Problem requirements
Each line from the one containing "of the yellow" through the last line of the data below is to be written out verbatim, and nothing more.

Referring expression pointing data:
◇ ◇ ◇ ◇
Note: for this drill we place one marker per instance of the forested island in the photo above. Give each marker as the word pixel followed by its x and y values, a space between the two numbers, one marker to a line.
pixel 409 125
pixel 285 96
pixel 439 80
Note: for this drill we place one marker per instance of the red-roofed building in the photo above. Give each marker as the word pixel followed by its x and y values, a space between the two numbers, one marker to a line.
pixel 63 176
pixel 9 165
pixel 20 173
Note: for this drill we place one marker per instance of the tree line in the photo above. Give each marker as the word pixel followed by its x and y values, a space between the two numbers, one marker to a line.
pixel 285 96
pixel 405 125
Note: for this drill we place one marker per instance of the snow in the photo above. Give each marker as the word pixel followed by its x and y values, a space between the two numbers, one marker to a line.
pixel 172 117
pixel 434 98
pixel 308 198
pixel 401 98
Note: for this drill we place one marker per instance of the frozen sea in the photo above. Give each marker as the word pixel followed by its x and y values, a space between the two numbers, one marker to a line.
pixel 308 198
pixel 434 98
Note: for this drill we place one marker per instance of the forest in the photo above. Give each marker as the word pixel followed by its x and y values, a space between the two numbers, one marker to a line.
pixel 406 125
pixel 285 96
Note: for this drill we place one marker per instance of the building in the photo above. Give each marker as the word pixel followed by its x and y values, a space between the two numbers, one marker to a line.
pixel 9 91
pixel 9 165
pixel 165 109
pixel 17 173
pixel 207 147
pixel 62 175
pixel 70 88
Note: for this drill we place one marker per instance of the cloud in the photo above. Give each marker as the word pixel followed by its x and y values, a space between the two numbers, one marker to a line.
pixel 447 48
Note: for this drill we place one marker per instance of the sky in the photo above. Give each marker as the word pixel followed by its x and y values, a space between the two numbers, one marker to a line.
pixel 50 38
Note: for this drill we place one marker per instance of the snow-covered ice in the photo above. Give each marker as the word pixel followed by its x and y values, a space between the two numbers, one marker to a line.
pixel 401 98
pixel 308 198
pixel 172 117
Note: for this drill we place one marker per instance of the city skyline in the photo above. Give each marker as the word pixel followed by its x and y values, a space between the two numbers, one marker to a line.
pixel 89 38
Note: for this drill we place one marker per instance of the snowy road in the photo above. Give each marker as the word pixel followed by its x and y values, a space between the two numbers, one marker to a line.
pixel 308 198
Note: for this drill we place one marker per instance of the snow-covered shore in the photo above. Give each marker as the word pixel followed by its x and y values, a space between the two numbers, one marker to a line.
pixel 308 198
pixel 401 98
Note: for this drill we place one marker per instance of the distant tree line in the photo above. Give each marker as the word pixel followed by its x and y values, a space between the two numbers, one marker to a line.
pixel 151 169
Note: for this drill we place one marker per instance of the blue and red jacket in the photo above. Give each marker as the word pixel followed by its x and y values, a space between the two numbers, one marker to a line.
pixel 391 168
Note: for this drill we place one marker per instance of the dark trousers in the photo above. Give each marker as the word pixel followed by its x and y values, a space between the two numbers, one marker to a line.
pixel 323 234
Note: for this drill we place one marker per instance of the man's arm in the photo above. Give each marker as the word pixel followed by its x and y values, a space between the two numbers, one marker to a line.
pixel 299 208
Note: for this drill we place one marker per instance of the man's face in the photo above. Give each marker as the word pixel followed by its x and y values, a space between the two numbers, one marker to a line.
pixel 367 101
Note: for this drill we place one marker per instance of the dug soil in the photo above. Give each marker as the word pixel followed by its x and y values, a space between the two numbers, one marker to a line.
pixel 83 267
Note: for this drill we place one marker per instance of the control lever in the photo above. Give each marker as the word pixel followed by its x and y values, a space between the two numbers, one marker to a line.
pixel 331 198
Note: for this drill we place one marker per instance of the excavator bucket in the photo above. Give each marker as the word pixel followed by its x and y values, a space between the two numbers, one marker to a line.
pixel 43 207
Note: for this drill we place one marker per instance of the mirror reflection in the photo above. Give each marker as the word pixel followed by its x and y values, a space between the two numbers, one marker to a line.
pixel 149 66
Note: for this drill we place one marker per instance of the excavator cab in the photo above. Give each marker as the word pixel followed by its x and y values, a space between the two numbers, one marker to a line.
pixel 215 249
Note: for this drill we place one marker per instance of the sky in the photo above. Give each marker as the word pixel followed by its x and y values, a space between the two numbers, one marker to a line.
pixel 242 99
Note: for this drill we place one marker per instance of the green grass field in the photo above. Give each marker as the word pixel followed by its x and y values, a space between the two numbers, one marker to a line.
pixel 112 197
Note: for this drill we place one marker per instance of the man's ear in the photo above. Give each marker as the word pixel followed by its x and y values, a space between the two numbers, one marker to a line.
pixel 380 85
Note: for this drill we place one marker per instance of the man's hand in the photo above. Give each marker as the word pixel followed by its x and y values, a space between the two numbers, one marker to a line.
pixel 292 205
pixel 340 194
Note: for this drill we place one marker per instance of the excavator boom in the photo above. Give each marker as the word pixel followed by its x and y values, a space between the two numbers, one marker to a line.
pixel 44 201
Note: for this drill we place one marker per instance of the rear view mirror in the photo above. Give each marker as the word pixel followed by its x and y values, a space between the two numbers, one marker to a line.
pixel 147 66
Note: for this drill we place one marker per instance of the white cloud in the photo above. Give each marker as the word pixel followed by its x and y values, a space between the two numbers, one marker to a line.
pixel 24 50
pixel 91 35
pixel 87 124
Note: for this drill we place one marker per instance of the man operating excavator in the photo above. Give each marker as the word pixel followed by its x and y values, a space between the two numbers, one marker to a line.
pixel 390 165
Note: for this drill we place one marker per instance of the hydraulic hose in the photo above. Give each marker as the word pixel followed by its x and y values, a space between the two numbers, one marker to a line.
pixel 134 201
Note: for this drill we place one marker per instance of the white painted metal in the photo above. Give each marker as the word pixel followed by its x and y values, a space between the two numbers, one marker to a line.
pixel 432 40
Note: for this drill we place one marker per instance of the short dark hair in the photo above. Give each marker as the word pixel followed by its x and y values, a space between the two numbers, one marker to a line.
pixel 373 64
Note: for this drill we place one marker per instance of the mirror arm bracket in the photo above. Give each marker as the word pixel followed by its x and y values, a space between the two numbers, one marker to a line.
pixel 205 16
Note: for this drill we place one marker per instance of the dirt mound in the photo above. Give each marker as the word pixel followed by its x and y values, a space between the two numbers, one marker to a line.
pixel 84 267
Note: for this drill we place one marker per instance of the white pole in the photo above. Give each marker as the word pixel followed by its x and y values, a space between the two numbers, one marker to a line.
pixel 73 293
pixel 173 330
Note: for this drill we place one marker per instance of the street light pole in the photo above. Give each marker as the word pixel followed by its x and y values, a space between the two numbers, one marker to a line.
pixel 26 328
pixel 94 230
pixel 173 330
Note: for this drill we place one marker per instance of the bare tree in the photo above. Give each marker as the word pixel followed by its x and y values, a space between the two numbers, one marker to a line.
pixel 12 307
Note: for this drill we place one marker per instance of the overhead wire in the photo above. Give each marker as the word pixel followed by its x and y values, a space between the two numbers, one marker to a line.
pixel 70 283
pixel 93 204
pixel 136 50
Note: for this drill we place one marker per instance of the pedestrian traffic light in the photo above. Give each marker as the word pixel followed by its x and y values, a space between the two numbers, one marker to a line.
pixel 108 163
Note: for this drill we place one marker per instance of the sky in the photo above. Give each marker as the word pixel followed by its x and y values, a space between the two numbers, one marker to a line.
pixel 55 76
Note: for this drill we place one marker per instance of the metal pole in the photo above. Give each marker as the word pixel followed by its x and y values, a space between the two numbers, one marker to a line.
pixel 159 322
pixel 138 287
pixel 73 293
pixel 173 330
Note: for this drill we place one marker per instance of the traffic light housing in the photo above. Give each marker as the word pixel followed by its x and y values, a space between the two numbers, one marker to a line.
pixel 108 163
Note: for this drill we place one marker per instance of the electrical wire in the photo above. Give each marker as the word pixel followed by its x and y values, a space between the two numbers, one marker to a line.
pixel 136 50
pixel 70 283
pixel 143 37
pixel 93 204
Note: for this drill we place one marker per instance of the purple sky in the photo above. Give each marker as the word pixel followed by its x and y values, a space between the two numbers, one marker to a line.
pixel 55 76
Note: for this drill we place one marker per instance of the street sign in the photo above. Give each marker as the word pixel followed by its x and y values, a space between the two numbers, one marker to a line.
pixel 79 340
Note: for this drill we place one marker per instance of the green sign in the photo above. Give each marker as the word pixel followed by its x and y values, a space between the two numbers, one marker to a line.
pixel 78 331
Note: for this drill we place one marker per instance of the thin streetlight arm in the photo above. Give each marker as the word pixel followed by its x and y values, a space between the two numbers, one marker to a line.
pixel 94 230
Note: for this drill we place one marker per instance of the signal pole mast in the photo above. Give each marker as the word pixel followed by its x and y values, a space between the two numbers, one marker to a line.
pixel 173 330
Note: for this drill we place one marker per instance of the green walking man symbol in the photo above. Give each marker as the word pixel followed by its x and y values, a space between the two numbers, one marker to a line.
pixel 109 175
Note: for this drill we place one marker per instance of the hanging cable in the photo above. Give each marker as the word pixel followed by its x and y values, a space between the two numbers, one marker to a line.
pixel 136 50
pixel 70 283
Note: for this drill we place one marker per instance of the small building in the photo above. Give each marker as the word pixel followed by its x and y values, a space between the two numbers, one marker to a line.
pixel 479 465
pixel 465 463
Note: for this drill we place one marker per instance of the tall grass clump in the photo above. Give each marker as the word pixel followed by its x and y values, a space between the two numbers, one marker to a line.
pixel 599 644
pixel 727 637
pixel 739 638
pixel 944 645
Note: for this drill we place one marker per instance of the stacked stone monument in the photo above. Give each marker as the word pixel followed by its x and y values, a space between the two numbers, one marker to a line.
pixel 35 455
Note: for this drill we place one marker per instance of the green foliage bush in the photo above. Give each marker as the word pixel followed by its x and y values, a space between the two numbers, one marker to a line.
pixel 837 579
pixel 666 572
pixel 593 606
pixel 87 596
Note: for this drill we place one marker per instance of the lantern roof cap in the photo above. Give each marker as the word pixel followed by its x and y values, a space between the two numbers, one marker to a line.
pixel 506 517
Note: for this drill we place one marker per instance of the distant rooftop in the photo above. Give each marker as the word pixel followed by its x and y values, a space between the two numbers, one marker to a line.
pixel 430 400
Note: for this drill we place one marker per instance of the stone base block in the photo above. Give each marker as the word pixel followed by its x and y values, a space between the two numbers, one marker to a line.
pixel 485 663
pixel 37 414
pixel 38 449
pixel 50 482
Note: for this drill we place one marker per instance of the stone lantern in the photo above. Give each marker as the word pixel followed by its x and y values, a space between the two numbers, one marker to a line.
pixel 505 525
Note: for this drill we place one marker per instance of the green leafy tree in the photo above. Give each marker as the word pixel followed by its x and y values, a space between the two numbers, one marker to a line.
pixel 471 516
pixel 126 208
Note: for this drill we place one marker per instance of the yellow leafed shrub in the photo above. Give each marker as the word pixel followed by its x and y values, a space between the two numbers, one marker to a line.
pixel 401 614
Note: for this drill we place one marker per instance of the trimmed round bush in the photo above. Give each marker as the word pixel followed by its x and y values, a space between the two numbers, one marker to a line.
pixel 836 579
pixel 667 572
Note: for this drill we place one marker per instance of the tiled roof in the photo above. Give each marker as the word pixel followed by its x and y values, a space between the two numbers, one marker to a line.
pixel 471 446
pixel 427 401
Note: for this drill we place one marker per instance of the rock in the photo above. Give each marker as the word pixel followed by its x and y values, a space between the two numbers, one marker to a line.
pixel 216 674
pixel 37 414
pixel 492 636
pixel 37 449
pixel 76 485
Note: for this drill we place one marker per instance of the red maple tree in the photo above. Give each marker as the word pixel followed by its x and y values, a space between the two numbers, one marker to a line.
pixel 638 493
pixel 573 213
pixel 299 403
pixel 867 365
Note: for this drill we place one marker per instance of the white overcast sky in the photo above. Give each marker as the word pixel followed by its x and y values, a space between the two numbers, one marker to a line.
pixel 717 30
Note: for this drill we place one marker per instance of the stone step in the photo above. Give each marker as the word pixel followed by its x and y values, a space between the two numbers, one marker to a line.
◇ ◇ ◇ ◇
Answer below
Note: for this drill we place one marker per instance of the yellow leafed shrub in the photo above. Give each marker as the word pixel followed by its x and y values, a space between the two numbers, one marker to a line.
pixel 401 614
Note: for this drill we place one marker per instance of the trimmed round bush in the photo above. Give each marker as the word pixel followed by its x and y values, a space between the two numbers, one marker to a line.
pixel 836 579
pixel 667 572
Note: for this drill we place one marker per instance of the tiled roof in the photo above. Give each marker as the word pixel followed by its x and y values, a space between the two numbers, one marker to a line.
pixel 471 446
pixel 427 401
Note: for this drill we place one marker per instance of the rock in the photo above. Give each marker as the word pixel followed by its x and y values, a space between the two numbers, one marker to a line.
pixel 216 674
pixel 37 414
pixel 492 636
pixel 37 449
pixel 76 485
Note: for this drill we place one marker per instance of the red maple tree in the photo above. Give each marker as the word pixel followed by its x and y values, a space between the two numbers, one marker to a line.
pixel 638 493
pixel 573 213
pixel 299 403
pixel 867 365
Note: for this drill we place one marker per instance of the white overcast sky in the photo above. Give each marker as the word pixel followed by its x and y values, a space between the two numbers, one marker to a line.
pixel 717 30
Note: for this drill we place one marker per instance of the stone step in the photo above. Give each marker as the word pixel followed by its x and y values, a space between the two numbers, one marker to a line.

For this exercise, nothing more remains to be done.